What is expected: Extract every line of the material below, from the first through the last, and reproduce each one verbatim without any alteration.

Materials provided:
** start **
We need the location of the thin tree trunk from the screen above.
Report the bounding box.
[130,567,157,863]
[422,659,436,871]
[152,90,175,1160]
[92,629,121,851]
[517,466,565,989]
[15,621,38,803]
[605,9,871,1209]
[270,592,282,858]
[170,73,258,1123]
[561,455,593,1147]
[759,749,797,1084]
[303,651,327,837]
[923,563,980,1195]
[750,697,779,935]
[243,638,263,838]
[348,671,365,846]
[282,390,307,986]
** end **
Reply:
We need the location of the thin tree trunk from the screen above.
Report the bounding box.
[130,567,157,863]
[422,659,436,871]
[152,90,175,1160]
[92,629,121,851]
[517,466,565,989]
[15,621,38,803]
[605,9,871,1209]
[270,592,282,858]
[170,73,258,1123]
[561,455,593,1147]
[759,749,797,1084]
[303,651,327,837]
[923,563,980,1195]
[750,697,779,935]
[243,638,263,838]
[348,671,365,846]
[282,390,307,986]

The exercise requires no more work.